WORK INSTRUCTIONS:
Please give each line of the listing below as a JSON list of strings, one string per line, with blank lines and pictures left out.

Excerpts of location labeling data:
>>>
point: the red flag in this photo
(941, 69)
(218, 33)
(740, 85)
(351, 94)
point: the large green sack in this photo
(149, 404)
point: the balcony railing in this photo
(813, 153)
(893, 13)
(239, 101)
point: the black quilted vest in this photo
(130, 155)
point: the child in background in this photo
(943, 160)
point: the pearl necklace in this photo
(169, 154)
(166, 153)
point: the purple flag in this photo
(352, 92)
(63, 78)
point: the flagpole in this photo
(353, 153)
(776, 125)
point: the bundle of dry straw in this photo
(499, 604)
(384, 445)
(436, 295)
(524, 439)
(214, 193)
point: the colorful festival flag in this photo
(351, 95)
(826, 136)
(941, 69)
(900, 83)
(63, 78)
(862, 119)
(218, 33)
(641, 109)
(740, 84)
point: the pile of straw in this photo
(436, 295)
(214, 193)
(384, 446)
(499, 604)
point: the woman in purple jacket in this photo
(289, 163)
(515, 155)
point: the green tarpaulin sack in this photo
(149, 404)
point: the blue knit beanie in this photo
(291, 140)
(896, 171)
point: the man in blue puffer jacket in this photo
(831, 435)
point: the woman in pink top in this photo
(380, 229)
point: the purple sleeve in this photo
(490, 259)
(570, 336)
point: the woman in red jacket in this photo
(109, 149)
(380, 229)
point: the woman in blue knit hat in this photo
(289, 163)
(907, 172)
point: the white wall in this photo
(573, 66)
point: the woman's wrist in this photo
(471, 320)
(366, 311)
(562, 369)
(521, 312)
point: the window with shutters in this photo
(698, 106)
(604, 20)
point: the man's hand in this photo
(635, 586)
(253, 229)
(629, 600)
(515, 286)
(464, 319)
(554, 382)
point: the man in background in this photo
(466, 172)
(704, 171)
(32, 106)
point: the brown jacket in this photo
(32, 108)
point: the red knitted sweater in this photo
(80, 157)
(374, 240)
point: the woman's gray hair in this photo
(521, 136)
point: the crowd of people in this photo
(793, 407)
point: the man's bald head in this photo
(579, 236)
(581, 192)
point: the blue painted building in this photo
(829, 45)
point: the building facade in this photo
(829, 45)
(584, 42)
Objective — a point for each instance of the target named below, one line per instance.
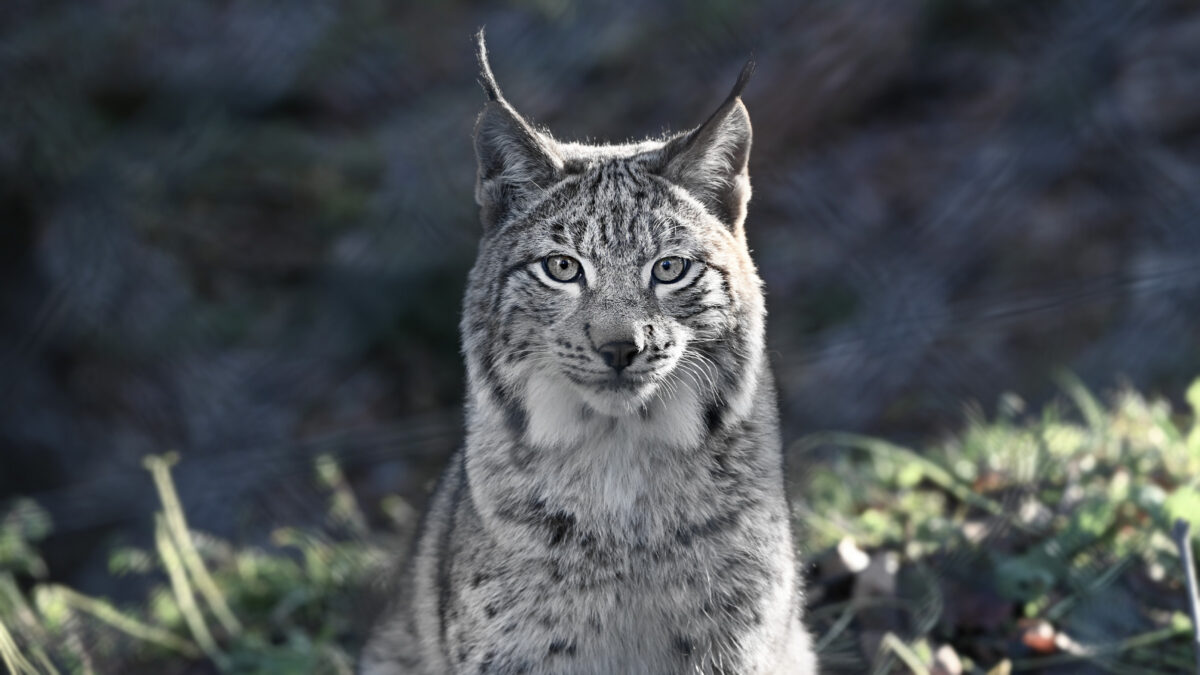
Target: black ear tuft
(516, 161)
(712, 161)
(485, 69)
(743, 77)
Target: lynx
(618, 506)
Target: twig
(184, 595)
(905, 652)
(1182, 536)
(177, 525)
(132, 627)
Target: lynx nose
(618, 354)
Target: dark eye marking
(670, 269)
(562, 268)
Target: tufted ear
(712, 161)
(516, 161)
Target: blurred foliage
(291, 607)
(1020, 526)
(1060, 520)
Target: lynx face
(611, 278)
(617, 288)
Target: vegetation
(1026, 543)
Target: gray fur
(601, 523)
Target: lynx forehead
(618, 505)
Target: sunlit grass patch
(1026, 542)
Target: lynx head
(612, 279)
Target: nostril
(618, 354)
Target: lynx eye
(670, 269)
(562, 268)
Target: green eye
(563, 268)
(670, 269)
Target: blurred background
(241, 230)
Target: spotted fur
(601, 520)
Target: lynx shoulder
(618, 506)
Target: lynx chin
(618, 506)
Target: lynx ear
(516, 162)
(712, 161)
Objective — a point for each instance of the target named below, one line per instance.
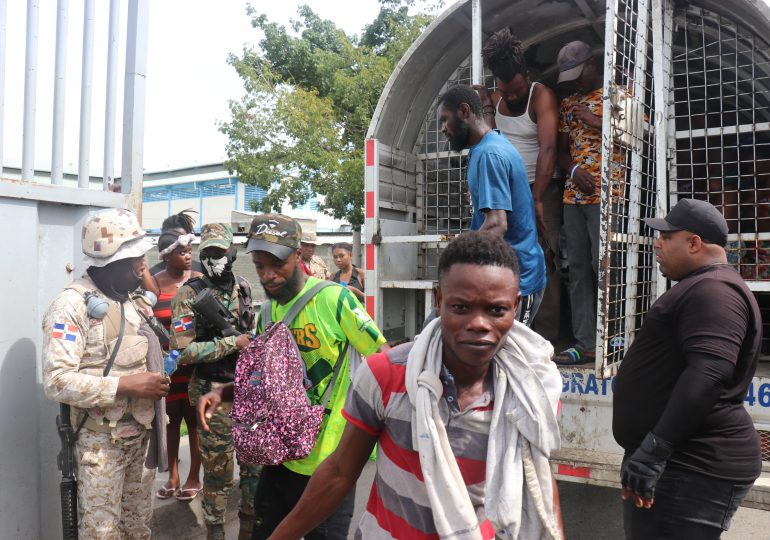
<<<
CORRECT OUTPUT:
[
  "point: the red flag in this photo",
  "(941, 69)",
  "(218, 33)",
  "(740, 85)",
  "(351, 94)",
  "point: the large green sack in this photo",
  "(149, 404)",
  "point: the balcony railing in this photo",
  "(813, 153)",
  "(893, 13)",
  "(239, 101)",
  "point: the black quilted vest in this photo",
  "(130, 155)",
  "point: the child in background in this photo",
  "(943, 160)",
  "point: the pearl necklace in this photo",
  "(169, 154)",
  "(166, 153)",
  "point: the purple flag in this photo",
  "(352, 92)",
  "(63, 78)",
  "point: the flagpole in this photo",
  "(353, 153)",
  "(776, 125)",
  "point: the bundle of dry straw in this photo",
  "(499, 604)",
  "(384, 445)",
  "(436, 295)",
  "(524, 439)",
  "(214, 193)",
  "point: the colorful festival flag in this photo",
  "(351, 95)",
  "(826, 136)",
  "(941, 69)",
  "(900, 83)",
  "(63, 78)",
  "(862, 119)",
  "(218, 33)",
  "(641, 109)",
  "(740, 84)",
  "point: the pile of straw in this photo",
  "(436, 295)",
  "(214, 193)",
  "(384, 446)",
  "(499, 604)",
  "point: the woman in purple jacket in this photo",
  "(289, 163)",
  "(515, 155)",
  "point: the green tarpaulin sack in this photo",
  "(149, 404)",
  "point: the blue knit beanie in this photo",
  "(291, 140)",
  "(896, 171)",
  "point: the man in blue puffer jacket in this photo",
  "(831, 435)",
  "point: the woman in pink top in this photo",
  "(380, 229)",
  "point: the purple sleeve in this photo",
  "(490, 259)",
  "(570, 336)",
  "point: the woman in red jacket in this photo",
  "(109, 149)",
  "(380, 229)",
  "point: the woman in blue knit hat in this photo",
  "(289, 163)",
  "(907, 172)",
  "point: the white wall in this photo",
  "(573, 66)",
  "point: the woman's wrist in this photo",
  "(471, 320)",
  "(366, 311)",
  "(562, 369)",
  "(521, 312)",
  "point: the window with shutters in this photo",
  "(698, 106)",
  "(604, 20)",
  "point: the man's hand in this photo",
  "(635, 586)",
  "(253, 229)",
  "(629, 600)",
  "(515, 286)",
  "(464, 319)",
  "(554, 382)",
  "point: the man in background in this photo",
  "(466, 172)",
  "(704, 171)",
  "(32, 106)",
  "point: the brown jacket in this photo",
  "(32, 108)",
  "point: the red knitted sweater in this photo",
  "(80, 157)",
  "(374, 240)",
  "point: the woman's gray hair in this photo",
  "(521, 136)",
  "point: the crowd of people in this photo",
  "(793, 407)",
  "point: the man's bald head in this photo",
  "(579, 236)",
  "(581, 192)",
  "point: the blue painted building in this photo",
  "(829, 45)",
  "point: the building facade in this photo",
  "(829, 45)",
  "(584, 42)",
  "Objective — a point for each instance of the target named below, one line per instance.",
  "Target: black ear tuft",
  "(516, 161)",
  "(712, 161)",
  "(485, 69)",
  "(743, 77)",
  "Target: lynx",
  "(618, 506)",
  "Target: twig",
  "(184, 595)",
  "(905, 652)",
  "(1182, 536)",
  "(177, 525)",
  "(132, 627)",
  "Target: lynx nose",
  "(618, 354)",
  "Target: dark eye marking",
  "(670, 269)",
  "(562, 268)",
  "Target: tufted ear",
  "(712, 161)",
  "(516, 161)",
  "Target: blurred foliage",
  "(291, 607)",
  "(1020, 526)",
  "(1060, 520)",
  "Target: lynx face",
  "(611, 278)",
  "(617, 288)",
  "Target: vegetation",
  "(1026, 543)",
  "Target: gray fur",
  "(601, 523)",
  "Target: lynx forehead",
  "(618, 505)",
  "Target: sunlit grass patch",
  "(1026, 542)",
  "Target: lynx head",
  "(612, 279)",
  "Target: nostril",
  "(618, 354)",
  "Target: lynx eye",
  "(670, 269)",
  "(562, 268)",
  "Target: green eye",
  "(563, 268)",
  "(670, 269)",
  "Target: blurred background",
  "(241, 230)",
  "Target: spotted fur",
  "(601, 520)",
  "Target: lynx shoulder",
  "(618, 506)",
  "Target: lynx chin",
  "(618, 506)",
  "Target: lynx ear",
  "(516, 162)",
  "(712, 161)",
  "Objective — a point for each instance of the target named below, one line per instance."
]